## Start RECORDS PROVIDED

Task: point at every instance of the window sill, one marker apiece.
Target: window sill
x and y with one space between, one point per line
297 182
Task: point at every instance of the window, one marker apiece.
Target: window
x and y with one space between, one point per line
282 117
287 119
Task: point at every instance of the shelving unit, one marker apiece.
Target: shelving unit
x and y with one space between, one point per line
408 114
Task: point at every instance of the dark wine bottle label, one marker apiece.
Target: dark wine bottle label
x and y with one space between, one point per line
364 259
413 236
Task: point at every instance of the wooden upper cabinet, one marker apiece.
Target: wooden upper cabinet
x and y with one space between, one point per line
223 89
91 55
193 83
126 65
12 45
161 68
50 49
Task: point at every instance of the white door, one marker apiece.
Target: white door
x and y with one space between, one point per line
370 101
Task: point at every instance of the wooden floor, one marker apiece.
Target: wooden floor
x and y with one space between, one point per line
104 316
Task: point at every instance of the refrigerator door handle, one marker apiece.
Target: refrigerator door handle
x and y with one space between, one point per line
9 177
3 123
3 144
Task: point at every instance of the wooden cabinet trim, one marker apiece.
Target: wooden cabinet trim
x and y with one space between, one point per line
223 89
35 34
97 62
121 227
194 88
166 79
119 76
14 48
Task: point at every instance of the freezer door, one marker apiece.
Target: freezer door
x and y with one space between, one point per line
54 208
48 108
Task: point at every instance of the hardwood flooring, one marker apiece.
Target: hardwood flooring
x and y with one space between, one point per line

## End RECORDS PROVIDED
## Start RECORDS PROVIDED

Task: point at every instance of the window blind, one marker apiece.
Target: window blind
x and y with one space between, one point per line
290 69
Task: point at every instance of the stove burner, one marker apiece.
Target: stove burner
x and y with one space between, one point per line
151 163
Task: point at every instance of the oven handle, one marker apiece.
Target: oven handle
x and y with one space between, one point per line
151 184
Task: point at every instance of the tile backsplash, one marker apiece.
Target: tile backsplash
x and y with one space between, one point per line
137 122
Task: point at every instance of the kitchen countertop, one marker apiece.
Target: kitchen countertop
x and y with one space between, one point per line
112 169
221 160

## End RECORDS PROVIDED

- REQUIREMENTS
Locate every row above that contains the word "kitchen" and copy each of those rows in full. Treat the match as case-sensitive.

- EXPECTED ANSWER
Task: point at every instance of the kitchen countertop, one marker apiece.
Target: kitchen countertop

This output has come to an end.